+++ SOURCE PASSAGE +++

Bachelor in Paradise– Season 1, Premiere – Live Blog & Discussion

ABC cares about the environment, so they’ve recycled a bunch of used people from past Bachelor/Bachelorette  shows and put them on Bachelor in Paradise. They’ve even installed Chris Harrison as the host, just as I repurpose supermarket plastic bags to dispose of poop when I walk my dog. Everyone is enjoying a free trip to Tulum, Mexico, where they must avoid drinking the water, although it’s likely they will be not be discouraged from exchanging bodily fluids.

As you study up on all the participants’ famewhore histories to prepare for this seminal television event, you’ll notice that there are eight women, but only six men. Maybe the producers think they can fit more of those undernourished waifs per hot tub. Or maybe this really is a bachelors’ paradise. I am too intellectually numbed to understand the rules of the show, but I do know that there are Rose Ceremonies, people being sent home every week, and enough product placement to stock a suburban Wal-Mart.

Chris welcomes us to “an exciting new show” that gives former franchise cast-members a second chance to find love. Well, for Marcus, something around a 37th chance. But if they fail, Chris warns, they must leave Paradise forever!  Really? Does ABC have the power to revoke their passports now?

First to arrive among the tiki huts is Clare, who told off Juan Pablo. She’s been spending time “getting back to Clare,” but now she has a chance at a new start. Maybe getting away from Clare was a better way to go. Here comes Marcus, wearing flip-flops and his usual gloomy expression.  He has apparently sufficiently recovered from the heartbreak of Andi’s rejection. Maybe he formed a support group with Nick.

Sarah is principally known for having only one arm, or actually three-quarters of a second one, which she feels creates issues in meeting men. I’m more curious about how she buckled her sandals. She finds Marcus attractive and well-dressed, despite the flip-flops. Next is Marquel, who distinguished himself for not trying to kiss Andi and resenting alleged racism. Clare thinks he has a beautiful smile. Season 17’s Daniella babbles. Graham comes across as mature, which Clare likes. It’s certainly a rarity int hee parts. Lacy catches all the guys’ attention because she is so beautiful, mostly in the chest area.

The group drinks, and already the sniping has started. Ben had a bad reputation on his season of  Bachelorette. This observation offers someone the opportunity to debut the first “here for the right reasons” citation. Michelle arrives–she had a bad rep, too. Was this possibly deliberately arranged? Robert turns up next, and is gratefully declared attractive, as if there were a possibility of Quasimodo appearing on the deck with a mojito and cargo shorts.

Elise has a hard time getting down the stone steps in her four-inch wedges. She is blessed to be there. I would feel the same way with an open bar. AshLee turns up next. She likes Graham. If they hook up, he’ll have to start spelling his name GraHam.

Chris addresses the group, and first confirms that everybody is single. They’re certainly single-minded. He explains that each week, selected people will go on dates offered by cards. Those people can choose who their dates are. At the end of each week, whoever is not part of “a couple,” which I presume means “inquired about each other’s STD status,” they get the kibosh. Oh, wait, it’s seven ladies, and six guys–thanks a lot, Time magazine, for the accurate reporting. One lonely, publicly humiliated lady goes home this week, only to be replaced by another Star Trek alien with freshly done roots. Next week, the guys undergo the same process. It’s like musical chairs, only with sluts and manwhores.

+++ EXTRACTED INFORMATION +++

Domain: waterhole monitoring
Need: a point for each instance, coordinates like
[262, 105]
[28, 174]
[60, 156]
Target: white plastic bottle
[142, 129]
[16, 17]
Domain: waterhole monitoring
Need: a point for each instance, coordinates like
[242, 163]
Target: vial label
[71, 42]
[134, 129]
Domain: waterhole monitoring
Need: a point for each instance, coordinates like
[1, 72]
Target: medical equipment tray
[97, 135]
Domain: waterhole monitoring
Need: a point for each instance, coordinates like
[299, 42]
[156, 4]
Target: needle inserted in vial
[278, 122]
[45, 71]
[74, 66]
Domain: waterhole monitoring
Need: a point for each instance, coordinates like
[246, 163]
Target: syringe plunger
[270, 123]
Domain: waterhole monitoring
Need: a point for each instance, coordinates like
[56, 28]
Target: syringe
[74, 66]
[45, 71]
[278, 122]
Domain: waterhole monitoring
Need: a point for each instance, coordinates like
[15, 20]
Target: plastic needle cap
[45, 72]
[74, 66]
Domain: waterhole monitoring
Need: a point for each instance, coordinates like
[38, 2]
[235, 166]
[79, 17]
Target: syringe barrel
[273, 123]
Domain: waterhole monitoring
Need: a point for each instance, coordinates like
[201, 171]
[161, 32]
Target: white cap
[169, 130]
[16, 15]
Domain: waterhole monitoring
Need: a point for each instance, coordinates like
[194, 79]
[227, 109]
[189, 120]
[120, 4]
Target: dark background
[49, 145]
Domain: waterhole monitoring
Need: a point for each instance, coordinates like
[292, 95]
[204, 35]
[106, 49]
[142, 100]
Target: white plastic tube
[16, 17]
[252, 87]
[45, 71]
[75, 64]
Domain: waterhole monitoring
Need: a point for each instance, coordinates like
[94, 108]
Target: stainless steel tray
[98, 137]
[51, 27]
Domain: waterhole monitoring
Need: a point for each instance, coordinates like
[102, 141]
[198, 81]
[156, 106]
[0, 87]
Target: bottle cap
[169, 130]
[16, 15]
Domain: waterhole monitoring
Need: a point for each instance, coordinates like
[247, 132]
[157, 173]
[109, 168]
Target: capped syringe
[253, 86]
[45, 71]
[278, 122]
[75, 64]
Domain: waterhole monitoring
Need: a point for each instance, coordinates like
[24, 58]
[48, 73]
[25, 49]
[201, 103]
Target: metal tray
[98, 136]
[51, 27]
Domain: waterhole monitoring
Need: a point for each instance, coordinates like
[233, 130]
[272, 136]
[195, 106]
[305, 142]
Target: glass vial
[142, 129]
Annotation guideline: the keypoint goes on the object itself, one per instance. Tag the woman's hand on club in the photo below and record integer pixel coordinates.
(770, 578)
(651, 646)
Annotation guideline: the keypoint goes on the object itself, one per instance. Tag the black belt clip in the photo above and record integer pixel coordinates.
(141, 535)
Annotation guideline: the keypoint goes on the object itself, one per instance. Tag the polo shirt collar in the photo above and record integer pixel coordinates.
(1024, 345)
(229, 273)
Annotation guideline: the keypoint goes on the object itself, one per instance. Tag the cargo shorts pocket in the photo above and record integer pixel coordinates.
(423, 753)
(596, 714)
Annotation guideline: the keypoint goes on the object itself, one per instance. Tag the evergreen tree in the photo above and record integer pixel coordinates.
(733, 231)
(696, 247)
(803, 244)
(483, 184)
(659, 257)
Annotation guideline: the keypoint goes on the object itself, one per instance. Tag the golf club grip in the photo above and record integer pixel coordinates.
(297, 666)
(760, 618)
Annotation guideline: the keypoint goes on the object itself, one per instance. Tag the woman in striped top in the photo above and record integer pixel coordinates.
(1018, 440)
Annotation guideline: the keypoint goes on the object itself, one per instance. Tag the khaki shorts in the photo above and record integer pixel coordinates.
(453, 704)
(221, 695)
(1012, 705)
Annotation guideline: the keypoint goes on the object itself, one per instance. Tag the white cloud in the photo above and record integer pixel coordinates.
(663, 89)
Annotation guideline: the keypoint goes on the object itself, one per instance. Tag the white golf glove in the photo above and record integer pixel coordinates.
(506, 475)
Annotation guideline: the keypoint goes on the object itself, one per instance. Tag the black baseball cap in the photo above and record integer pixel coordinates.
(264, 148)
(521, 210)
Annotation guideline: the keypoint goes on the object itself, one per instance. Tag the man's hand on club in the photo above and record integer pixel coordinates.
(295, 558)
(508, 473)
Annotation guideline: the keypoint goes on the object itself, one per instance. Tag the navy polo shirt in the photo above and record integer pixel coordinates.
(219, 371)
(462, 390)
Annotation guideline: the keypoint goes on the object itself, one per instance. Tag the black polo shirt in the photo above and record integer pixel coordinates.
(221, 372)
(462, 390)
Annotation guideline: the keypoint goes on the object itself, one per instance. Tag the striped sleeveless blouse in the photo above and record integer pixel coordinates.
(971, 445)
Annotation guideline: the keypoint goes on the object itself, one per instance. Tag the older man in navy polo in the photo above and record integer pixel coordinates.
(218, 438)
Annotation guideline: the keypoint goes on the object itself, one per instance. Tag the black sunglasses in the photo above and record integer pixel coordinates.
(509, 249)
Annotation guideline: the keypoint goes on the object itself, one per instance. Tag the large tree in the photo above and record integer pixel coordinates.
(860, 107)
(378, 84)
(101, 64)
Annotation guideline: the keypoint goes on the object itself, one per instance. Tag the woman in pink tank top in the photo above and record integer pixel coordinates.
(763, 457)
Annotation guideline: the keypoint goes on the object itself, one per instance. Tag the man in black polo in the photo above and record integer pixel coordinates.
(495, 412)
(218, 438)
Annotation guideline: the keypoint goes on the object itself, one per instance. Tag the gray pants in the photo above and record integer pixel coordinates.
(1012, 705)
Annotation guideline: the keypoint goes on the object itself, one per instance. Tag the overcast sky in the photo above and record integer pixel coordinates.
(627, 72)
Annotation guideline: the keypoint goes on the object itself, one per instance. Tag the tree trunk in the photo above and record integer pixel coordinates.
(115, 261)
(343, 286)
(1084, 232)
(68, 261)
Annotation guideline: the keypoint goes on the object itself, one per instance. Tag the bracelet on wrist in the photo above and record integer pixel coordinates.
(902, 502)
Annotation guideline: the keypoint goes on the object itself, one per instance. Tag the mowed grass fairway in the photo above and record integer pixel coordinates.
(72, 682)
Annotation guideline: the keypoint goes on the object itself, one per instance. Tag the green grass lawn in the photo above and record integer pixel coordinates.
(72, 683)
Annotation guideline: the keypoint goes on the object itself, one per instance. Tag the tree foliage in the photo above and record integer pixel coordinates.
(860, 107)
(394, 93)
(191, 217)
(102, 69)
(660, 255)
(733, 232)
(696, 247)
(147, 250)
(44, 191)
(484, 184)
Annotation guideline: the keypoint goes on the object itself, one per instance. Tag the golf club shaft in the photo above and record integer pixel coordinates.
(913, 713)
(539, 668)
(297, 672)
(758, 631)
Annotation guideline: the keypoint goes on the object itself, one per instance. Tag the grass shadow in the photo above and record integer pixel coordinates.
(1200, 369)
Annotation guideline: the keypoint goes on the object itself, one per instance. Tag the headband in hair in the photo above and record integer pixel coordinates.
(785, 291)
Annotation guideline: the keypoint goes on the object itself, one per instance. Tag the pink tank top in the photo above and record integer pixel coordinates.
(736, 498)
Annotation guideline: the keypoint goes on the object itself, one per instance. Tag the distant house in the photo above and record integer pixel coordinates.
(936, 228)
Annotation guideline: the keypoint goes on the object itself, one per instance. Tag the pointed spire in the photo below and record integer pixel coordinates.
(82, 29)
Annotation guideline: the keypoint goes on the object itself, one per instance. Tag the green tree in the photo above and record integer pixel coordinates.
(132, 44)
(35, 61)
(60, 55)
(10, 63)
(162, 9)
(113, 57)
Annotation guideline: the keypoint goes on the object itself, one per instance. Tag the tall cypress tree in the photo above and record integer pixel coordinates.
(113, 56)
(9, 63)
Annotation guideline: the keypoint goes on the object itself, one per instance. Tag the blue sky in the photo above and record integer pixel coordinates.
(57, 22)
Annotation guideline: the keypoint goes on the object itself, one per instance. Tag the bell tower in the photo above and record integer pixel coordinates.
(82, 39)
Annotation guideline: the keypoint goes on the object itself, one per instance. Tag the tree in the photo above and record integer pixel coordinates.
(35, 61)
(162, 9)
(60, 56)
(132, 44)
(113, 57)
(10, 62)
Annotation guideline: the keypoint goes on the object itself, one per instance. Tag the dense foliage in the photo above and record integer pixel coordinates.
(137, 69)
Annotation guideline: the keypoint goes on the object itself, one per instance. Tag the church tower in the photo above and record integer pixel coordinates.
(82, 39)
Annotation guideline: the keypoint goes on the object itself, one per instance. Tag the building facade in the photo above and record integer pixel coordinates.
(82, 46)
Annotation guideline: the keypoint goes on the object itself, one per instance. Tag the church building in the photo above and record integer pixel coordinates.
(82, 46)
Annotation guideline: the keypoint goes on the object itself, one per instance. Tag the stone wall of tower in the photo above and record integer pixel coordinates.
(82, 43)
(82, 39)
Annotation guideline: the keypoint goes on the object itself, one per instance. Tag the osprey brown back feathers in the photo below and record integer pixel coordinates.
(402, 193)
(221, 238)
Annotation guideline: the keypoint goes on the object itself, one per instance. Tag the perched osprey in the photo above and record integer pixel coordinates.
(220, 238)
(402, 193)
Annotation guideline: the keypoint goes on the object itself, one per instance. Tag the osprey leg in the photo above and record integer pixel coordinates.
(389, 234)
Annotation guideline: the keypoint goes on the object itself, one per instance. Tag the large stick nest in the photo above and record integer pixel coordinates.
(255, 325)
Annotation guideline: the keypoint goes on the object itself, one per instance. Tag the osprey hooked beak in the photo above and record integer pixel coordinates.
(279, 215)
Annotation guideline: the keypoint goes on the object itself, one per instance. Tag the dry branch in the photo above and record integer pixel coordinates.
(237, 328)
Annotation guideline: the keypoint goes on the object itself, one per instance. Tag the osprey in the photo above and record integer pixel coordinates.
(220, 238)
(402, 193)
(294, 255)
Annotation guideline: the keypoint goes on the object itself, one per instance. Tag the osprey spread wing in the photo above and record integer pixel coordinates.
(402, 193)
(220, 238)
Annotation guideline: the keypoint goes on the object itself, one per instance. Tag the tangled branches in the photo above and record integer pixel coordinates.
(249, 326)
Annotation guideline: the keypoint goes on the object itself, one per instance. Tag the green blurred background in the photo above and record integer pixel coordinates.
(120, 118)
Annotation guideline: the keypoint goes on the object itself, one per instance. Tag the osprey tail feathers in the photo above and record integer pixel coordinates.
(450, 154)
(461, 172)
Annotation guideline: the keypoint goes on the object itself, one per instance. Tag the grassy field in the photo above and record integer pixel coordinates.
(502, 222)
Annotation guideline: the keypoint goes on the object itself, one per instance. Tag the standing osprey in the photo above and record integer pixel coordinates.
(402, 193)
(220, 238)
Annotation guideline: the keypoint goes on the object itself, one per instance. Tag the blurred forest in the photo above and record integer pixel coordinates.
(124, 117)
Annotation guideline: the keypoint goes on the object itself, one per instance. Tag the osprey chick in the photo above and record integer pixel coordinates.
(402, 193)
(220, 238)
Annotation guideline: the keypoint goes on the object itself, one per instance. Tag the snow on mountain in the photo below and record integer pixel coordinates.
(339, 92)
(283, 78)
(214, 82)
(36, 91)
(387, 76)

+++

REQUIRED TASK
Reproduce the passage of the Bachelor in Paradise premiere recap from "Sarah is principally" up to and including "the chest area.", word for word.

EXERCISE RESPONSE
Sarah is principally known for having only one arm, or actually three-quarters of a second one, which she feels creates issues in meeting men. I’m more curious about how she buckled her sandals. She finds Marcus attractive and well-dressed, despite the flip-flops. Next is Marquel, who distinguished himself for not trying to kiss Andi and resenting alleged racism. Clare thinks he has a beautiful smile. Season 17’s Daniella babbles. Graham comes across as mature, which Clare likes. It’s certainly a rarity int hee parts. Lacy catches all the guys’ attention because she is so beautiful, mostly in the chest area.